CHALLENGE >> Pick out each line below that contains the string "distant" and copy those lines out. Case matters.

GIVEN ENTRIES >>
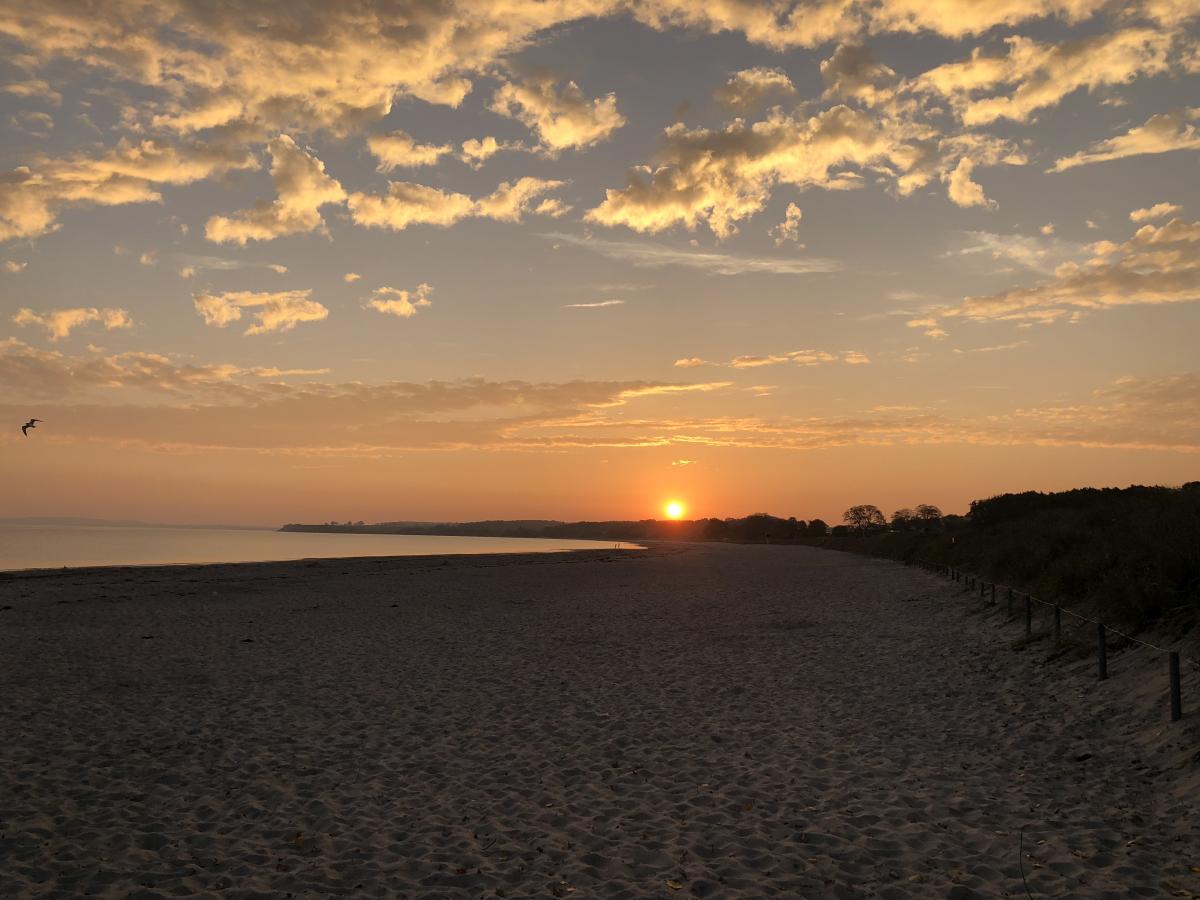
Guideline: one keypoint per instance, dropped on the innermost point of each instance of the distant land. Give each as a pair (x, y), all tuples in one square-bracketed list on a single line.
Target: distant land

--

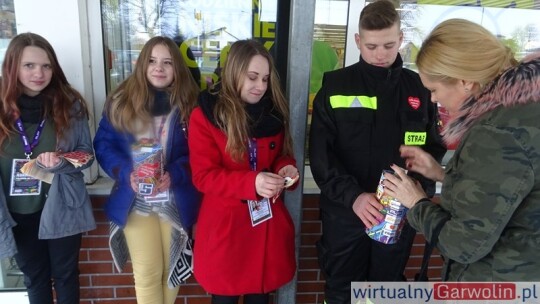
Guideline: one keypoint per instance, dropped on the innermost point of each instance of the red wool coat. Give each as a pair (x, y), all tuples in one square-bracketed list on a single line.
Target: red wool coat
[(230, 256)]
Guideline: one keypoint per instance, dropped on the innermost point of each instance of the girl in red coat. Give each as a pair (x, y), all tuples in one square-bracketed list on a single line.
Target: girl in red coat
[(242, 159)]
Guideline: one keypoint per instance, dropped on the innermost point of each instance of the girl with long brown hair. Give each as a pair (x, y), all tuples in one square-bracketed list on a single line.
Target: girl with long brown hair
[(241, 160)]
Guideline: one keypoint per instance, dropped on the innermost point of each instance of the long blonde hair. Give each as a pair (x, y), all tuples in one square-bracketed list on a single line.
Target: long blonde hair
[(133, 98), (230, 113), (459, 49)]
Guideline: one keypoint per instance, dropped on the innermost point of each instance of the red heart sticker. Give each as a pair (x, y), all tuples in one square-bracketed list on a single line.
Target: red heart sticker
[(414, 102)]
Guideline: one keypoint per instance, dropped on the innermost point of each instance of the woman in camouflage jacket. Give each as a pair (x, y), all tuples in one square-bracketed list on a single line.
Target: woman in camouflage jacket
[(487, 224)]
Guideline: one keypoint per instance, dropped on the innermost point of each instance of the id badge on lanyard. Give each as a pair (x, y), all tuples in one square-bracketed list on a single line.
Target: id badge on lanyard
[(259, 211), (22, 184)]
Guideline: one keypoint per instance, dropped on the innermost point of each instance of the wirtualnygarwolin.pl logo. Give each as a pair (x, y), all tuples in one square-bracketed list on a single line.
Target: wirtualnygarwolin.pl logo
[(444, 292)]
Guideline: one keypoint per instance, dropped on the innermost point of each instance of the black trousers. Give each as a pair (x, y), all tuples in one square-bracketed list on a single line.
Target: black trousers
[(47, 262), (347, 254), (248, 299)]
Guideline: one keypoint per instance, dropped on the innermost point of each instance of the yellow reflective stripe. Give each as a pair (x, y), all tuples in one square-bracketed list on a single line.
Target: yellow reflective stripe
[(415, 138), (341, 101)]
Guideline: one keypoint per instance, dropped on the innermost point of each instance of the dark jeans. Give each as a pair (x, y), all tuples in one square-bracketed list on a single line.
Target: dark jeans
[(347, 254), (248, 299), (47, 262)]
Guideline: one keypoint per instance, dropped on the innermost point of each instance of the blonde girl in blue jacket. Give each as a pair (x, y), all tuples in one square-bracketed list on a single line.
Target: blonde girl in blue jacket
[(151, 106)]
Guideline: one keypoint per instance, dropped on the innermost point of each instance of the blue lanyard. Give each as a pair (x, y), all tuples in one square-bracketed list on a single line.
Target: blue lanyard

REPLY TO THE EXERCISE >>
Guideline: one keypoint per instance, dropped on the innermost point of each instance of the distant land. Give each as a pair (x, y), all tuples in one square-bracketed list on a single line.
Target: distant land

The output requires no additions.